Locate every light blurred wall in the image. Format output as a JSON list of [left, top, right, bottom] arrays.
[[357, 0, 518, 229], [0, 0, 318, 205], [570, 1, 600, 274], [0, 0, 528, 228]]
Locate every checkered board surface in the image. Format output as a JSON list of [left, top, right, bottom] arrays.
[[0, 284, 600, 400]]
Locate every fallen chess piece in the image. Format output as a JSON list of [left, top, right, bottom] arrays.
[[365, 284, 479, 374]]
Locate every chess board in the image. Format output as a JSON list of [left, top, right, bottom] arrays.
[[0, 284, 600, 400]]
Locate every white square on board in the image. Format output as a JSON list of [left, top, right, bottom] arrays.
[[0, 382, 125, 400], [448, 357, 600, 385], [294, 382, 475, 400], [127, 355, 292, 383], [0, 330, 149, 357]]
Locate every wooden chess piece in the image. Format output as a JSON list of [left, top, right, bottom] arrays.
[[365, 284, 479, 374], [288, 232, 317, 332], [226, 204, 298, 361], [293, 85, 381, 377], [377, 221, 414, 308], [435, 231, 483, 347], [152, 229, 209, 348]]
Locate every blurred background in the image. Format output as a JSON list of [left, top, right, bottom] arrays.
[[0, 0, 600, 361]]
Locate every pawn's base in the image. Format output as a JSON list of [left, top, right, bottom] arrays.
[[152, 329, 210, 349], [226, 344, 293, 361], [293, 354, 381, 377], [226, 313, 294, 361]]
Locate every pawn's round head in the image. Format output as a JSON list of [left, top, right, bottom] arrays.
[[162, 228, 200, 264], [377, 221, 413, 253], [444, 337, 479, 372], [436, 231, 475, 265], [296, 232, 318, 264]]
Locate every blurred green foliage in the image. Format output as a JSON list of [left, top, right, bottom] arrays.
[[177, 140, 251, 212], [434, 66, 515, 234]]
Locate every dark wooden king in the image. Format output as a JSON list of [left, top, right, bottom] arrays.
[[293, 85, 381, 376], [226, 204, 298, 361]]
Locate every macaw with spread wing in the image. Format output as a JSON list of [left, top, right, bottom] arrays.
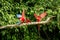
[[34, 12, 47, 31]]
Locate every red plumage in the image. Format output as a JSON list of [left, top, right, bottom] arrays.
[[34, 12, 47, 31]]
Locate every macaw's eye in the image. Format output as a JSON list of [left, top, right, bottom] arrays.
[[16, 14, 22, 18]]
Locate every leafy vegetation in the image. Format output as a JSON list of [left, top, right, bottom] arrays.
[[0, 0, 60, 40]]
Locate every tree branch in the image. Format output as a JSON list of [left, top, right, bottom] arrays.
[[0, 16, 55, 29]]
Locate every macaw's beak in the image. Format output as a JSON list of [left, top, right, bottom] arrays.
[[16, 14, 22, 18]]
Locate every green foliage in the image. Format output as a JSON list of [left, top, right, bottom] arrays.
[[0, 0, 60, 40]]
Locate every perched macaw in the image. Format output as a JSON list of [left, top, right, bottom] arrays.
[[34, 12, 47, 31]]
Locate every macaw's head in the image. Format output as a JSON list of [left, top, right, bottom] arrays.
[[16, 14, 22, 18]]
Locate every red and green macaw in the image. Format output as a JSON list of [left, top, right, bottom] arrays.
[[34, 12, 47, 31]]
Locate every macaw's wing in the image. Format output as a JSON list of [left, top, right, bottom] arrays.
[[16, 14, 22, 18], [26, 19, 31, 23], [22, 10, 25, 17], [20, 17, 25, 23], [40, 12, 47, 18], [34, 13, 38, 18]]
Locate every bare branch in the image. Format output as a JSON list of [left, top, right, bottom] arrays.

• _Exercise brief_
Print the listing above without any changes, starting at the line that contains "Locate every wooden" and ending with the line that contains "232, 318, 264]]". Include both of those lines.

• _Solution_
Locate every wooden chess piece in the image. Format output as a JSON list of [left, top, right, bottom] arrays.
[[365, 284, 479, 374], [288, 232, 317, 332], [226, 204, 298, 361], [293, 85, 381, 377], [377, 221, 414, 308], [435, 231, 483, 347], [152, 229, 209, 348]]
Locate every blurred background in the image. Format output as a JSON list of [left, top, right, bottom] arrays.
[[0, 0, 600, 361]]
Locate every pawn's base in the image. Format output as a JSON list of [left, top, right, bottom] arrays.
[[152, 329, 210, 349], [226, 344, 293, 361], [293, 354, 381, 377], [226, 313, 294, 361]]
Locate every pawn's round head in the image. Format output as a JSON list of [left, top, right, bottom] arrays.
[[162, 228, 200, 264], [377, 221, 413, 253], [444, 337, 479, 372], [436, 231, 475, 265], [296, 232, 318, 264]]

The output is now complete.